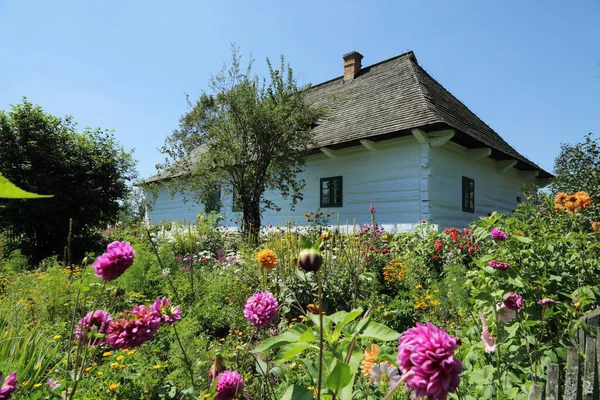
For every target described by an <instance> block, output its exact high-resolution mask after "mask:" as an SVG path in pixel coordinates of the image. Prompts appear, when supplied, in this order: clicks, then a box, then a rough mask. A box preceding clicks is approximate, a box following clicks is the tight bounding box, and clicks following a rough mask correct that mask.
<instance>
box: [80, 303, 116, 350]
mask: <svg viewBox="0 0 600 400" xmlns="http://www.w3.org/2000/svg"><path fill="white" fill-rule="evenodd" d="M111 322H112V318H111V317H110V315H108V313H107V312H106V311H104V310H96V311H90V312H89V313H87V314H86V316H85V317H83V318H82V319H80V320H79V322H78V323H77V325H76V326H75V337H76V338H77V340H80V341H82V342H84V343H86V344H88V345H90V346H95V345H97V344H101V343H104V342H105V339H104V338H97V337H96V335H97V334H105V333H106V332H107V331H108V327H109V325H110V323H111Z"/></svg>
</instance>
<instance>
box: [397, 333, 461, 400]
mask: <svg viewBox="0 0 600 400" xmlns="http://www.w3.org/2000/svg"><path fill="white" fill-rule="evenodd" d="M398 342H400V346H398V365H399V366H400V370H401V371H402V375H403V377H404V376H406V380H405V382H406V385H407V386H408V387H409V388H411V389H413V390H414V391H415V397H427V398H428V399H429V400H446V398H447V396H448V393H451V392H455V391H456V388H457V387H458V385H459V383H460V378H459V375H460V373H461V371H462V363H461V362H460V361H459V360H456V359H454V350H455V349H456V338H454V337H453V336H450V335H448V334H447V333H446V332H444V331H443V330H441V329H439V328H437V327H436V326H434V325H432V324H431V323H429V322H428V323H427V325H424V324H421V323H417V326H416V327H415V328H410V329H409V330H407V331H406V332H404V333H403V334H402V337H401V338H400V339H398Z"/></svg>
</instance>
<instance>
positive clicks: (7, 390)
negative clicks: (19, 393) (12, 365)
*-*-*
Action item:
How many of the lines above contain the word "clicks"? Give only the number.

Solution to the exercise:
3